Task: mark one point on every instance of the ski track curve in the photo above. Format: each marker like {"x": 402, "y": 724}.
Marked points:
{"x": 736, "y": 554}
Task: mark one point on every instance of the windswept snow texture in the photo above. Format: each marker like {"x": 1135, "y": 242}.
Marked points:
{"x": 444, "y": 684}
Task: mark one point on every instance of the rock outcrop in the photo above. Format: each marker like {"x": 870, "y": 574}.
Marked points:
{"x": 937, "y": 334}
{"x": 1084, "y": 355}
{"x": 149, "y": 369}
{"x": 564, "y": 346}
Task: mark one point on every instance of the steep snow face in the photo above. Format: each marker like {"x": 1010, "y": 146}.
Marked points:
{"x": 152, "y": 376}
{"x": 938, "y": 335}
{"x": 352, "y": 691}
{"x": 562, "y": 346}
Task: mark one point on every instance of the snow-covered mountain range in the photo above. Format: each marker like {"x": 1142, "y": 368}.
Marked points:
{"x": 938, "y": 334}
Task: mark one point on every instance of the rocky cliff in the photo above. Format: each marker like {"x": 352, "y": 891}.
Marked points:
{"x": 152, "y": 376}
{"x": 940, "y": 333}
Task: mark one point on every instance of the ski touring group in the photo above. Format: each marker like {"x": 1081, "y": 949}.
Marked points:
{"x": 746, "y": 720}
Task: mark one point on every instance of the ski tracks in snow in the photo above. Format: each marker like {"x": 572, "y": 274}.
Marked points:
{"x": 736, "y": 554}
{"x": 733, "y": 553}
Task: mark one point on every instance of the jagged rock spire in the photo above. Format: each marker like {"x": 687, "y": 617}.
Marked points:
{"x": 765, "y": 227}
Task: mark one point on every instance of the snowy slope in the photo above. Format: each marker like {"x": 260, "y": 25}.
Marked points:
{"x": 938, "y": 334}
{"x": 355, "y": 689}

■ Work to be completed
Copy out every line of the records above, character for character, with nothing added or left out.

■ Task response
Task: mark one point on every instance of the ski track curve in the photo above. Format: each marker like {"x": 402, "y": 724}.
Marked points:
{"x": 736, "y": 554}
Task: mark one point on every instance of the windswept snow texture in the photo above. Format: each marker like {"x": 1135, "y": 242}.
Marked points:
{"x": 444, "y": 684}
Task: mark one point on every instance of the rock outcrop in the photo above. Format: each marker like {"x": 870, "y": 574}.
Marked points:
{"x": 937, "y": 334}
{"x": 1084, "y": 355}
{"x": 149, "y": 369}
{"x": 564, "y": 346}
Task: mark one point on every instance of the steep snow face in the photo above. Format: each marker like {"x": 1010, "y": 146}.
Marked points:
{"x": 152, "y": 376}
{"x": 938, "y": 335}
{"x": 352, "y": 691}
{"x": 562, "y": 346}
Task: mark one point on every instance of the snow-covered mountain range in the photo above. Format: each marker like {"x": 1142, "y": 368}.
Marked points:
{"x": 938, "y": 334}
Task: mark one point on every instance of the rocky cliff in the photo above. Format: each marker like {"x": 352, "y": 891}.
Marked points:
{"x": 152, "y": 376}
{"x": 940, "y": 333}
Task: mark one point on every instance of the ski touring group in the photo above. Format: each marker like {"x": 1081, "y": 949}.
Marked points:
{"x": 746, "y": 720}
Task: mark one point on every instance of the ski tracks in snow in the photo above. Format: each marker like {"x": 572, "y": 274}.
Marked points:
{"x": 736, "y": 554}
{"x": 733, "y": 553}
Task: mark one point on every instance of the jagged rock spire in the photo above. Format: each marker like {"x": 687, "y": 617}.
Marked points:
{"x": 765, "y": 227}
Task: mark one point on every instance of the snowy slope in the photo above. Format: each marker like {"x": 260, "y": 25}.
Marked points:
{"x": 938, "y": 334}
{"x": 355, "y": 689}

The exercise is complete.